=== What this task involves ===
Here is the task for the records below: repeat exactly the lines from the one with "drop a point: the dirt mound" to the one with "drop a point: the distant building", both included, and nothing else.

=== Entries provided ===
:::

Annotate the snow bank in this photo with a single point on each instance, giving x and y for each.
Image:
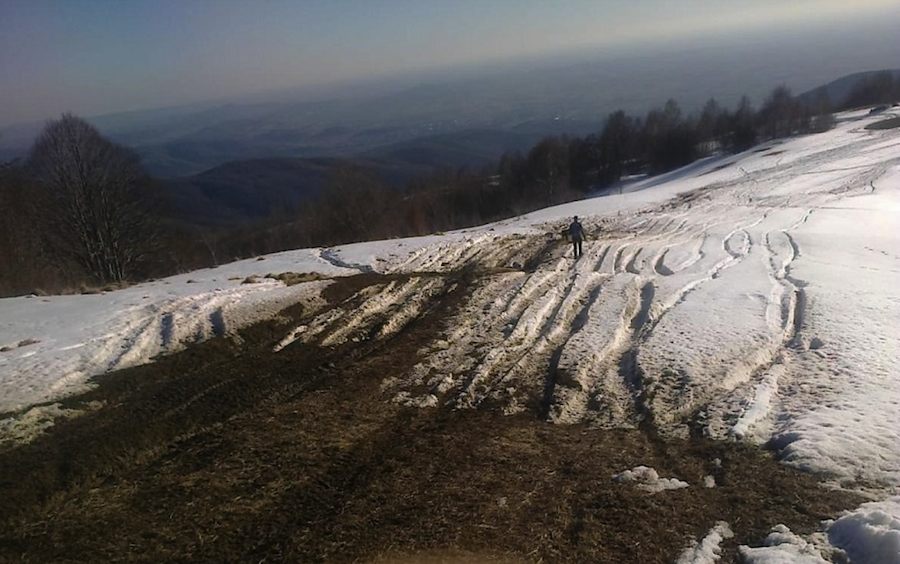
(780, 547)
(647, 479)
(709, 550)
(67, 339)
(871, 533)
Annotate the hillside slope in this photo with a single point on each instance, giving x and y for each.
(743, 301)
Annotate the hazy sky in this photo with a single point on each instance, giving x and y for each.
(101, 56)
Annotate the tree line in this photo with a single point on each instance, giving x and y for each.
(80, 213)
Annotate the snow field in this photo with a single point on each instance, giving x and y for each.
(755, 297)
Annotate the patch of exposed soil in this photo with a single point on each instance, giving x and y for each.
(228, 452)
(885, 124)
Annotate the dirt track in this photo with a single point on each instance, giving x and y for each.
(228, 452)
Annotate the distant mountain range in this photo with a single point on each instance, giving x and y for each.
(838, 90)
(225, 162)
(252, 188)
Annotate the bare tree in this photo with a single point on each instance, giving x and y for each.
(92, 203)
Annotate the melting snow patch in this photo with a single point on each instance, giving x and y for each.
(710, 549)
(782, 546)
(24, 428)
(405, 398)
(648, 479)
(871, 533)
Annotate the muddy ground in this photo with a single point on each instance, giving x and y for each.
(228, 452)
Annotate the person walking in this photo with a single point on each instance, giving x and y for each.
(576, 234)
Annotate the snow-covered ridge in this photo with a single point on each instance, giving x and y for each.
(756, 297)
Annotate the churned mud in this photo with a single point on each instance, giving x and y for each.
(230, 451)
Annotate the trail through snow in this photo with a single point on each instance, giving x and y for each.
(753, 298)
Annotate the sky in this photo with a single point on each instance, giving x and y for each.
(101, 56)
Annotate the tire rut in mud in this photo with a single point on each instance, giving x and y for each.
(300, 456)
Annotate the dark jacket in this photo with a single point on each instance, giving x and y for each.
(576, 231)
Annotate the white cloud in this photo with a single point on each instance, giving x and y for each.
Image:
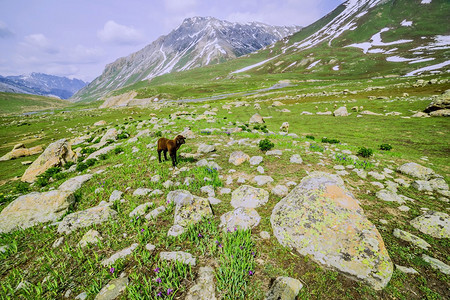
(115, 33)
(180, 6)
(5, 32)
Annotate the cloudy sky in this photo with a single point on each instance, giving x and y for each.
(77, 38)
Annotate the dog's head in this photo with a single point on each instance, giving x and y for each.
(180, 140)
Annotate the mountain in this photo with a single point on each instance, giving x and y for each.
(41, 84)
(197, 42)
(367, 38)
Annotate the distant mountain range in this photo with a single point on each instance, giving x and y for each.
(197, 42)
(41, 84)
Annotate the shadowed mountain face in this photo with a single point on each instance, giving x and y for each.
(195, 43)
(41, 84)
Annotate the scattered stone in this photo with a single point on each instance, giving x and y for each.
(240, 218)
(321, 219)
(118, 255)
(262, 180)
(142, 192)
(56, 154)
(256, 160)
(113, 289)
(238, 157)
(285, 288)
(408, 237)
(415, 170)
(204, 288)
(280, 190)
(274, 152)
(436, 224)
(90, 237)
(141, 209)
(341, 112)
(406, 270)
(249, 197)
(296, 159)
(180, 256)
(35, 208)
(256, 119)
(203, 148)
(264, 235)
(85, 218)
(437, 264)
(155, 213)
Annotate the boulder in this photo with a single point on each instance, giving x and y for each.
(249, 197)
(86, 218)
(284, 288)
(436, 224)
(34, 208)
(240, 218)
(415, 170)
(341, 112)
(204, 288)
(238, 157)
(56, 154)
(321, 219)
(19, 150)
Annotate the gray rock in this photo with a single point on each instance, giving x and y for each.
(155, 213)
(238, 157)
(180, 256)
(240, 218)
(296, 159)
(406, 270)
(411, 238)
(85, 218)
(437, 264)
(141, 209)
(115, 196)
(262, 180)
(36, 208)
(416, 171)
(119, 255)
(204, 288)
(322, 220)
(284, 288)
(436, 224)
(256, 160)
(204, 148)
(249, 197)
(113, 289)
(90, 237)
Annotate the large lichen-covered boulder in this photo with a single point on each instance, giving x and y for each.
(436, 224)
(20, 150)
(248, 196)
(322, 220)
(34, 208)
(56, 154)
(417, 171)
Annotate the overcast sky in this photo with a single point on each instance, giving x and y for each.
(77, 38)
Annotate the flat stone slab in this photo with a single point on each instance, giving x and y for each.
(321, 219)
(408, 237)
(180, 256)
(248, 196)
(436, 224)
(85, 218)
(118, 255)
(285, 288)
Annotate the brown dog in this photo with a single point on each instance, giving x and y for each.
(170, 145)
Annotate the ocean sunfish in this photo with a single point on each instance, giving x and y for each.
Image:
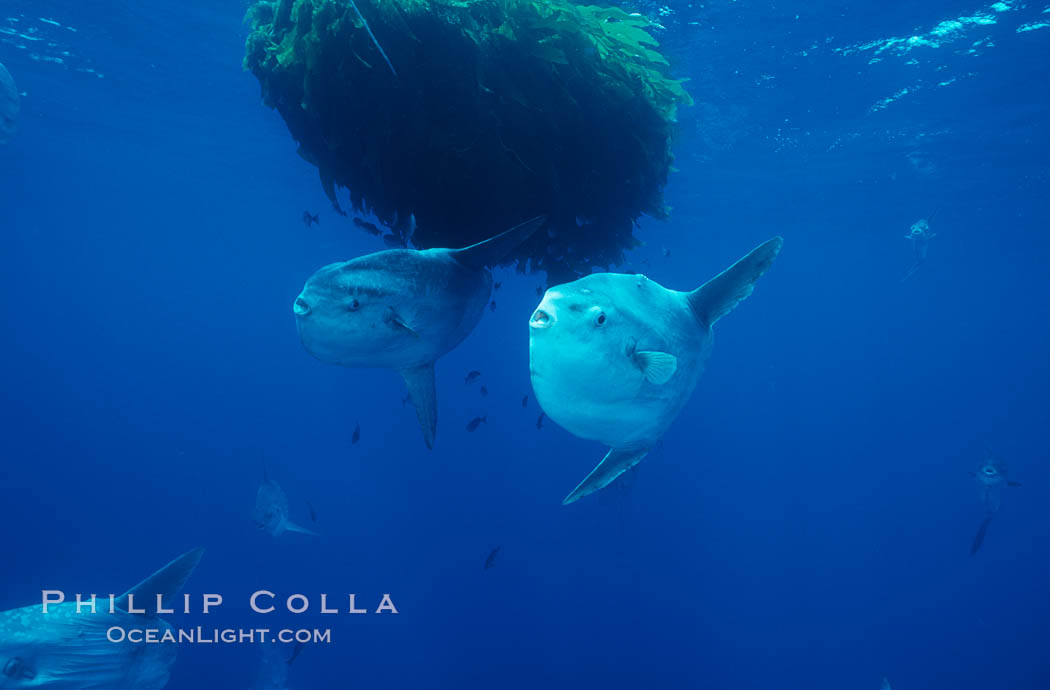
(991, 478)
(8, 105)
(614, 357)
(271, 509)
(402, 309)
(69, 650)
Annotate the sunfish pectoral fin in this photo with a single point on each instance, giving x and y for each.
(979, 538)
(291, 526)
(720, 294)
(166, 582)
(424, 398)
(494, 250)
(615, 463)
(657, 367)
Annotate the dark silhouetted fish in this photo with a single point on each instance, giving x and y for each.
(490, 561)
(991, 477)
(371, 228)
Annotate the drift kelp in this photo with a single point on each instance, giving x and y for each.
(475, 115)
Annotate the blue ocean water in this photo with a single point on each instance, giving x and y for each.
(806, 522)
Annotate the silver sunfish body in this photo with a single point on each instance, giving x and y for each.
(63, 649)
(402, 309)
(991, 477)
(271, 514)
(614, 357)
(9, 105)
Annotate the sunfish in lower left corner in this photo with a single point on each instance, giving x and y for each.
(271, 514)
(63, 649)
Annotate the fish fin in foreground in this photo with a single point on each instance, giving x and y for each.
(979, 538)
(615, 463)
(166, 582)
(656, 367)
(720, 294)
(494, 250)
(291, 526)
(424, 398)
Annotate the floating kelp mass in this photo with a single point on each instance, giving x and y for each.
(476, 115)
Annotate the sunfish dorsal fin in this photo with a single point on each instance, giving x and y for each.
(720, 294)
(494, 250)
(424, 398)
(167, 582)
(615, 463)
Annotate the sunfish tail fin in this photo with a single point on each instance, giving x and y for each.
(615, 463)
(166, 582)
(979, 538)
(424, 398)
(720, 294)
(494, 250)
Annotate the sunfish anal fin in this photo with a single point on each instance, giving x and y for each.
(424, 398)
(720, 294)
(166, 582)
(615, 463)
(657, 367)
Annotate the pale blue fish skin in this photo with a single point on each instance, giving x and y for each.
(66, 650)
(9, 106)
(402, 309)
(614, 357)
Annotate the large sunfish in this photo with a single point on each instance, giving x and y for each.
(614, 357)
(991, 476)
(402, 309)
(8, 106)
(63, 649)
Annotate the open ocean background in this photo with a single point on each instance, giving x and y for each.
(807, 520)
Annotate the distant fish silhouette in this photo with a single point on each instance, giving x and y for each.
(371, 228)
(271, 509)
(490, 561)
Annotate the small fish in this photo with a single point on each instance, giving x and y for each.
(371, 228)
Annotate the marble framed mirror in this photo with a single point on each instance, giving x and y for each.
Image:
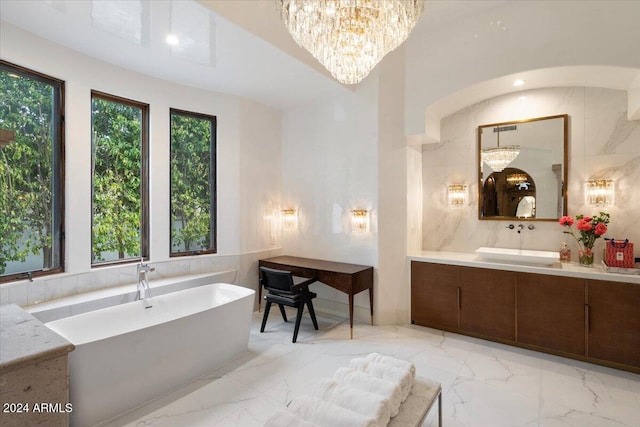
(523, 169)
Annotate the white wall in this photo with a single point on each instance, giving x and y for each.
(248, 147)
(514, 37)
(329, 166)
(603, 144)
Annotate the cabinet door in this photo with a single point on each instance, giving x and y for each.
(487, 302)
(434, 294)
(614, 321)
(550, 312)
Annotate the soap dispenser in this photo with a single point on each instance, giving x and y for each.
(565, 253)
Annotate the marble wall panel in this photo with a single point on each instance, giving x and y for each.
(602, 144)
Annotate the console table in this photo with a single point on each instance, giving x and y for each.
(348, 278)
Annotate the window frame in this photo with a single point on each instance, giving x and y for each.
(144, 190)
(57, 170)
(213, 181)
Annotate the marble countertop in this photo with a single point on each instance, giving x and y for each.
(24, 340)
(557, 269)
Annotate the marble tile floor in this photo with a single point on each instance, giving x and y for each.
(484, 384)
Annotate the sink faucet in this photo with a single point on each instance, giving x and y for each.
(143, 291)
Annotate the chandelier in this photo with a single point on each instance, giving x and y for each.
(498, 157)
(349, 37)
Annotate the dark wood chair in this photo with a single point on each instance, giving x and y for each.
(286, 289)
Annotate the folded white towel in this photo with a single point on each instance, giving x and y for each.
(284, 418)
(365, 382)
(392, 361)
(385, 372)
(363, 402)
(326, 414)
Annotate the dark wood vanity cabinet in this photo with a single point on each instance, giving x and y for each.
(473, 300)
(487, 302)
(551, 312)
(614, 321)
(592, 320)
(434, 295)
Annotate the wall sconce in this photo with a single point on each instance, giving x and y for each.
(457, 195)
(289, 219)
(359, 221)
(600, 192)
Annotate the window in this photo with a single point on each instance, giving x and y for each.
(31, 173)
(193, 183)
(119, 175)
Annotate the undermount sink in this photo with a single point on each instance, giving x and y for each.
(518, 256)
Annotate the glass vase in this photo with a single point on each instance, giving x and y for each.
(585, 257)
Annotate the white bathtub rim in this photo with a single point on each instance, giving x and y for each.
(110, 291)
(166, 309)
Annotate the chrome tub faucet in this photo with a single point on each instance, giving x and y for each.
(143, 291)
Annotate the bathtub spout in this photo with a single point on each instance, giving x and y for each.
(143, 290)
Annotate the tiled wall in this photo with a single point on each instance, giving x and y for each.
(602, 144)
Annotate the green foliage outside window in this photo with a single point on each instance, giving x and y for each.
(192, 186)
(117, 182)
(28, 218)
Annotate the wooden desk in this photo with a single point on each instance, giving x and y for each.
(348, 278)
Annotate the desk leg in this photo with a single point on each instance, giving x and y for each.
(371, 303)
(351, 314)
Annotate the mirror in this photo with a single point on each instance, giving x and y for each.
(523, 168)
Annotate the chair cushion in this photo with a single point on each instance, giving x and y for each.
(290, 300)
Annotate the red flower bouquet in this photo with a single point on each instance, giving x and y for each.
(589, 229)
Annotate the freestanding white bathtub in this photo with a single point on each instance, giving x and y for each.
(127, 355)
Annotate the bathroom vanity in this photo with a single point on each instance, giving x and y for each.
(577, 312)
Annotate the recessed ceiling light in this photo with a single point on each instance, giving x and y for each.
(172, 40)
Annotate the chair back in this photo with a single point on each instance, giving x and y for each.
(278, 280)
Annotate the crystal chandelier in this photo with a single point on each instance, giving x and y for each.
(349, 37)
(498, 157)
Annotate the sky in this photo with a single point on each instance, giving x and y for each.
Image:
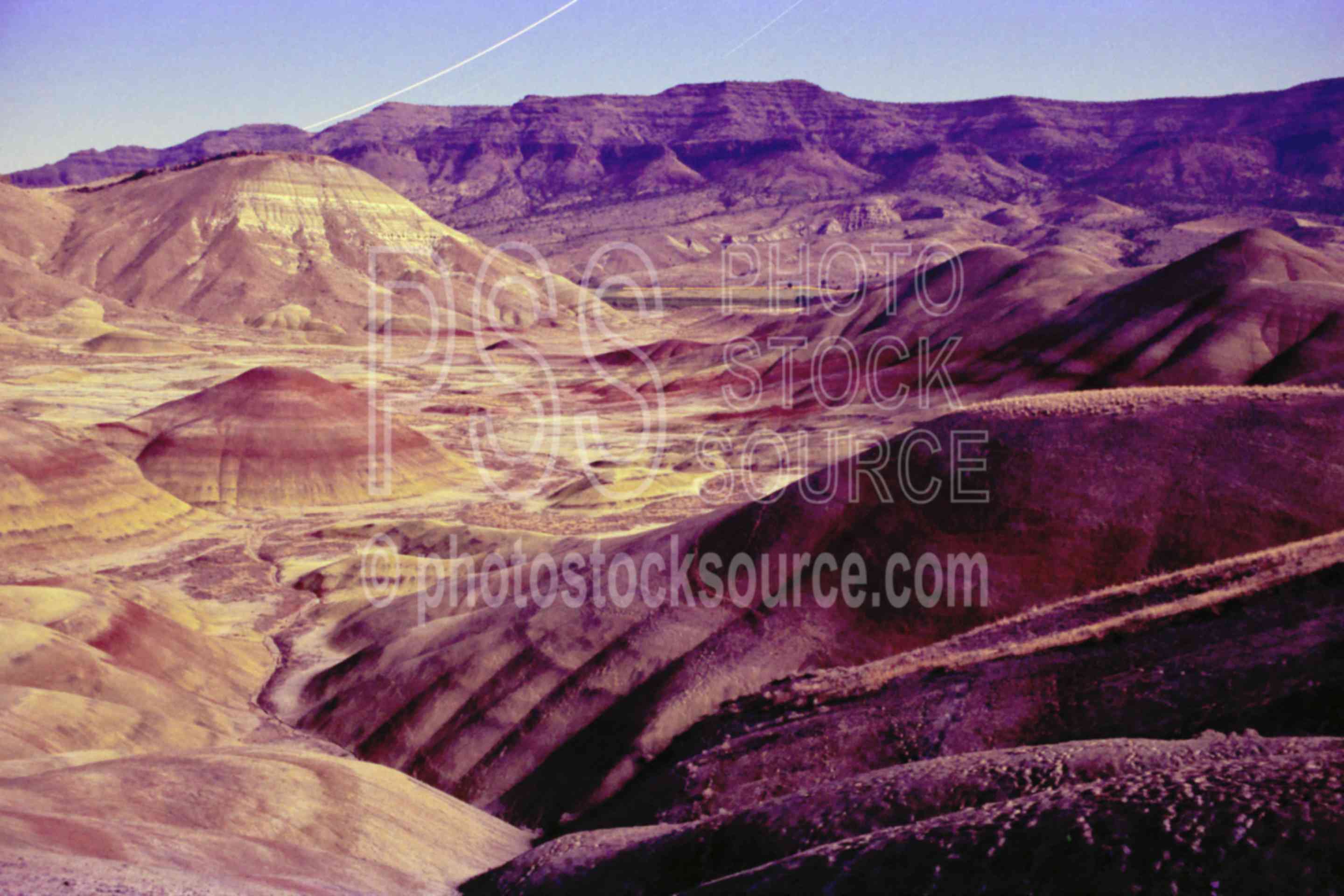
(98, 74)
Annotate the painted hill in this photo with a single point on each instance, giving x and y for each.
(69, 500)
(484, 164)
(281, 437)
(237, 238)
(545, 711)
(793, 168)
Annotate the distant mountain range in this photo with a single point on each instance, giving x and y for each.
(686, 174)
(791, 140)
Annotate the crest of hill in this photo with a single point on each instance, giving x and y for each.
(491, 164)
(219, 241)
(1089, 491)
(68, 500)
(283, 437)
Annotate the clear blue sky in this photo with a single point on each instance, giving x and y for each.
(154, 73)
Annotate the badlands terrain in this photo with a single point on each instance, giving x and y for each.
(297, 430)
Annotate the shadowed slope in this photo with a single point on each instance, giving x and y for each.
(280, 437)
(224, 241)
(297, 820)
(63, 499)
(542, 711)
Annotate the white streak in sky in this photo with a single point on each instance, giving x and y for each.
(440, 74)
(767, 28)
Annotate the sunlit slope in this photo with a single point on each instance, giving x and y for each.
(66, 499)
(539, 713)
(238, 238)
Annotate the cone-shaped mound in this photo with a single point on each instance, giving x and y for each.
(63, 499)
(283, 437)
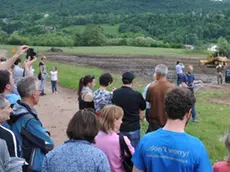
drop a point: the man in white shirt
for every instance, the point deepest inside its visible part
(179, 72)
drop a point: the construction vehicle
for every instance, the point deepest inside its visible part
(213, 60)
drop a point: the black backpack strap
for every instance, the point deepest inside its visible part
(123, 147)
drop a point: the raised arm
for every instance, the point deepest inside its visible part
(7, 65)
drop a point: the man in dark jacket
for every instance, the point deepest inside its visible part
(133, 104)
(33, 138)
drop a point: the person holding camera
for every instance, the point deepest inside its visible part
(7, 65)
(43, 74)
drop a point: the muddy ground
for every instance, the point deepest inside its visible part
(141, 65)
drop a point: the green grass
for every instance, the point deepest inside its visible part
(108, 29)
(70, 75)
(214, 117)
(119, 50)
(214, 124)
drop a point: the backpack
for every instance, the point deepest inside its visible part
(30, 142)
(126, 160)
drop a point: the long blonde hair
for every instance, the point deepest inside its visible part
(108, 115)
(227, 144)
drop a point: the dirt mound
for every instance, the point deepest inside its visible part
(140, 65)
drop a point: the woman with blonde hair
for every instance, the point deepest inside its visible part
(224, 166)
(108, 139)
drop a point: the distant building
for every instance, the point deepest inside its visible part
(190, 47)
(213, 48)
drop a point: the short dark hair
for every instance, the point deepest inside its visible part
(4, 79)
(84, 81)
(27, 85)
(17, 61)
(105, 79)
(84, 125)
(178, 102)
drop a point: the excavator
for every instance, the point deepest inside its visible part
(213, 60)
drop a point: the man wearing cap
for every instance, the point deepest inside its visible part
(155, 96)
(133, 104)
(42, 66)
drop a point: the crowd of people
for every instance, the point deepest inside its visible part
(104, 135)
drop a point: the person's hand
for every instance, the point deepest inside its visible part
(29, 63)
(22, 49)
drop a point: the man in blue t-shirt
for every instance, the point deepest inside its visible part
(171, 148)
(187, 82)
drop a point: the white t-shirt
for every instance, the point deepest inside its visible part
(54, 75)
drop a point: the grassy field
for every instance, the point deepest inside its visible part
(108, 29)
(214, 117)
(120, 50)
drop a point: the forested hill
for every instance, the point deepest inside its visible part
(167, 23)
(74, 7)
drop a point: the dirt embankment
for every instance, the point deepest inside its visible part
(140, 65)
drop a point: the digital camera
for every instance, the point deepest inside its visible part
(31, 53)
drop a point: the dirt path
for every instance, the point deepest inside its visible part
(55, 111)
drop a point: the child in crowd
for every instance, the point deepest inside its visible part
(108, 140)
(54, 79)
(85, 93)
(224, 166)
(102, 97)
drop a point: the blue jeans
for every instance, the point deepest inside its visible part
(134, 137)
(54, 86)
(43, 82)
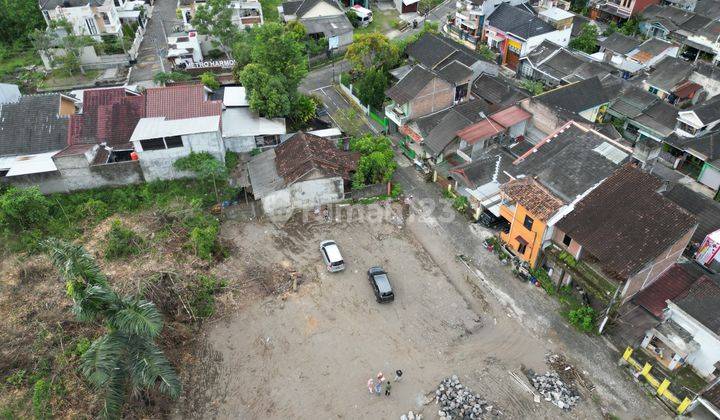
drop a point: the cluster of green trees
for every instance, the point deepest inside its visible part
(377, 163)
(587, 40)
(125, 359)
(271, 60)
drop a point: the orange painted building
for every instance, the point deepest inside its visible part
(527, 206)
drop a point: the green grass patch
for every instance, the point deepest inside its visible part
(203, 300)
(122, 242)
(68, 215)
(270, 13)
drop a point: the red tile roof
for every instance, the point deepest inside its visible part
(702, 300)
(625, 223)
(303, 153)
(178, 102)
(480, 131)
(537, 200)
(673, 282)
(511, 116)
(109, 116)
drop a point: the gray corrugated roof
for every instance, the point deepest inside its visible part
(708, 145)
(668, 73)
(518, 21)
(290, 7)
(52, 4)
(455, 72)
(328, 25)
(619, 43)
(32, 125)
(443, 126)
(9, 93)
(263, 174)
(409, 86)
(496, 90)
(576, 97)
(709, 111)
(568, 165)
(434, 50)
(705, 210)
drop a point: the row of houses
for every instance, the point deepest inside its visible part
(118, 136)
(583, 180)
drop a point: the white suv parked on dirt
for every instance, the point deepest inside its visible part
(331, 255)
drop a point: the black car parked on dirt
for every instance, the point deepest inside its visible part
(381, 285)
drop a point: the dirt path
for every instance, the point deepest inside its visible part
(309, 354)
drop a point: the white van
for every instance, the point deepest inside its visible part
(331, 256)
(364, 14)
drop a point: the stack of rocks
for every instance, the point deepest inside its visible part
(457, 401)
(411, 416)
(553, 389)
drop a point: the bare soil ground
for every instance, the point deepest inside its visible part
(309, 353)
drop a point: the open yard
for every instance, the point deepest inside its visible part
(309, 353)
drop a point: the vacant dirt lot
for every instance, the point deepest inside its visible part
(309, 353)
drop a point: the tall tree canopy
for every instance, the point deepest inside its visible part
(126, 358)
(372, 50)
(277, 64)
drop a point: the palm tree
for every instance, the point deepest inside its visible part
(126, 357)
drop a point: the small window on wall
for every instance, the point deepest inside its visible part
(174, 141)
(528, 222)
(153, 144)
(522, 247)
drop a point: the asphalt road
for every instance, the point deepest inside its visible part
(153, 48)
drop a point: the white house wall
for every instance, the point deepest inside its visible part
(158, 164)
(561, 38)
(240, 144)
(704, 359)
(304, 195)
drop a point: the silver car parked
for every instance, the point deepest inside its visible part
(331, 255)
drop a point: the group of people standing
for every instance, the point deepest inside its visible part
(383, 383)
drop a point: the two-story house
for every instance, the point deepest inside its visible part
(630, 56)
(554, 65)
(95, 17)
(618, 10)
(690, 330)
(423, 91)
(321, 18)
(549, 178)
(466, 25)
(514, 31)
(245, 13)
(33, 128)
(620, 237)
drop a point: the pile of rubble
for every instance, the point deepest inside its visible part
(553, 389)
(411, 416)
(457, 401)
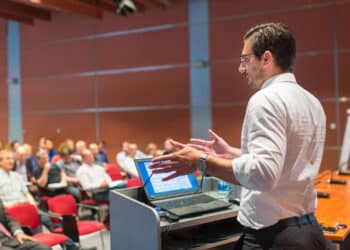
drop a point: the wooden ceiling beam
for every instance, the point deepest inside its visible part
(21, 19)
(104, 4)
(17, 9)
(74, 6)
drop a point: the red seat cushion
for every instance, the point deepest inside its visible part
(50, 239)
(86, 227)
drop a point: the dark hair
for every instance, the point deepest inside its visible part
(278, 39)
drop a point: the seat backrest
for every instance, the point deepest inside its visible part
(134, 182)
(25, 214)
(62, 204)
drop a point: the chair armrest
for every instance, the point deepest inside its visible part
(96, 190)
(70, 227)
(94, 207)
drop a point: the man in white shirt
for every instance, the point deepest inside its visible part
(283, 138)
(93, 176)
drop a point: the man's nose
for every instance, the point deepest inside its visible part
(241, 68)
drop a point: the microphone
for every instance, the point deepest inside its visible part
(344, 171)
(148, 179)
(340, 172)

:::

=== Task result ===
drop a point: the dirt mound
for every instance, the point deepest inside its visible part
(140, 65)
drop a point: the woman with blonde hair
for every instance, the point deepest inside its visible part
(224, 166)
(108, 139)
drop a point: the distant building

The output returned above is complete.